§ **PROBLEM DETAILS**
Please put every line of the items below into a JSON list of strings, one string per line, skipping blank lines and leaving the pictures out.
================
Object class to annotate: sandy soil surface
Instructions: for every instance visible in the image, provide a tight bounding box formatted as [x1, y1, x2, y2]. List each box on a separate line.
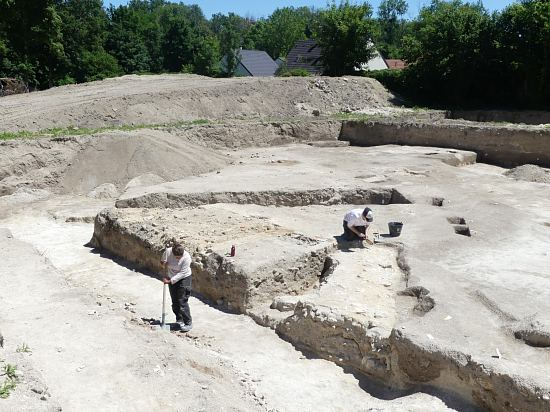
[98, 146, 550, 409]
[505, 165, 550, 183]
[0, 197, 446, 411]
[0, 75, 550, 412]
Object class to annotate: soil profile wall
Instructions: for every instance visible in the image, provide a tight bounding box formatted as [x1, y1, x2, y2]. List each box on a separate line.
[446, 110, 550, 124]
[340, 121, 550, 167]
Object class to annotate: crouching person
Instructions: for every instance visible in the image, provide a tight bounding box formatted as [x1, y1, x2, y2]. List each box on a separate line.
[344, 207, 373, 241]
[160, 243, 193, 332]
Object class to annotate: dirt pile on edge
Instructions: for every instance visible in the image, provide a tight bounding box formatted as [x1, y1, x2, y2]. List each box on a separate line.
[0, 74, 395, 131]
[0, 130, 229, 196]
[504, 164, 550, 183]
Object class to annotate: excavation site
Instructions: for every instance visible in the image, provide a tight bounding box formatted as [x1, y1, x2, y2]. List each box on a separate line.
[0, 74, 550, 412]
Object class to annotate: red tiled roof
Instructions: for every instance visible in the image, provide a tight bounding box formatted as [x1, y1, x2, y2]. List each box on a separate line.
[386, 59, 407, 70]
================
§ **REPLY TO THE TASK**
[
  "Object class to annotate: sandy soil surface",
  "Instructions: for every instance visible in the image, provide a tight bounding box formatted as [x1, y1, x2, y2]. List each box on a separate line.",
  "[98, 146, 550, 409]",
  "[505, 165, 550, 183]",
  "[0, 197, 446, 411]",
  "[0, 75, 550, 412]",
  "Object class to annotate: soil profile wall",
  "Instructions: for every instance visible in the image, provide a tight bounding box formatted as [x1, y1, x2, y2]. List each box on a separate line.",
  "[446, 110, 550, 124]",
  "[340, 121, 550, 167]",
  "Object class to annotate: crouching person",
  "Instructions: for every instance visible in the image, provide a tight bounding box formatted as [x1, y1, x2, y2]. List each box on a separate line.",
  "[344, 207, 373, 241]",
  "[160, 243, 193, 332]",
  "Object class to annotate: dirt pile on edge",
  "Instructions: for every instance visible in the image, provide a tight bounding box formatted as [x1, y1, x2, y2]. List each box on a separate line.",
  "[0, 74, 395, 131]",
  "[0, 130, 229, 196]",
  "[504, 164, 550, 183]",
  "Object class to annotate: excavation site",
  "Instructions: for every instance visible in the image, provide a tight bounding box formatted as [x1, y1, x2, y2]. List each box on a separate line.",
  "[0, 74, 550, 412]",
  "Object class to annotate: red tiled roof",
  "Instructions: for every instance visible in the image, provide a tight bounding box formatted as [x1, y1, x2, y2]. List each box on a separate line.",
  "[386, 59, 407, 70]"
]